Exercise instructions — Filter the records below, keeping only lines with the string "lapel".

Supplied data —
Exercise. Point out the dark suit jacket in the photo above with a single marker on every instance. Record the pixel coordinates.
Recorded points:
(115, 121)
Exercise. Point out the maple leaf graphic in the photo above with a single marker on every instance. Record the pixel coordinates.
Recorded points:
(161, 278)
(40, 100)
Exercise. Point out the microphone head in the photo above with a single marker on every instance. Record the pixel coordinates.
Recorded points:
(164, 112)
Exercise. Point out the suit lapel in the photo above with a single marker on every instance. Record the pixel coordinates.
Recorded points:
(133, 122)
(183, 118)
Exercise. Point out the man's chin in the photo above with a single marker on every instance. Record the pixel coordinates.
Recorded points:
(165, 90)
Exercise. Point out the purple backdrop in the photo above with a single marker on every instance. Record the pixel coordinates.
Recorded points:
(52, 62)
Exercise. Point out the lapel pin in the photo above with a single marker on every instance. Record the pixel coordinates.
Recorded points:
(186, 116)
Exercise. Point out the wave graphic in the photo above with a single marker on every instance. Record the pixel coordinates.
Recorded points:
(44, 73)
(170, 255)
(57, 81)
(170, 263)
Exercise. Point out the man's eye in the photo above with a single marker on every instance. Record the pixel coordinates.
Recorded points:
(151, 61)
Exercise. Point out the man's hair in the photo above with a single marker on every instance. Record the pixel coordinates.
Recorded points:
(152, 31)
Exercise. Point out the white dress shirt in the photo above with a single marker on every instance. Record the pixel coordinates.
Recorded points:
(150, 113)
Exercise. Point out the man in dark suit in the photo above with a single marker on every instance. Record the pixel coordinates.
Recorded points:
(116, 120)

---

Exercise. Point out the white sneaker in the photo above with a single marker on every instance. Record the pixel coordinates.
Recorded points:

==

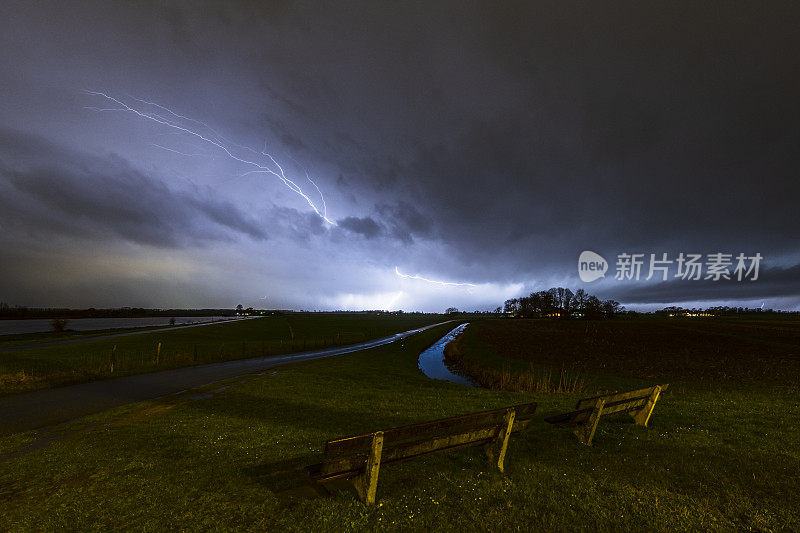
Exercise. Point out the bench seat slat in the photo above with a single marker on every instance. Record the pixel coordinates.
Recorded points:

Exercise solution —
Exercise. Point out the suit lapel in the photo above with a single marker on every instance. Record the pixel coordinates.
Exercise. Point out the lapel pin in the photo above with a single marker on every instance. Record the pixel coordinates.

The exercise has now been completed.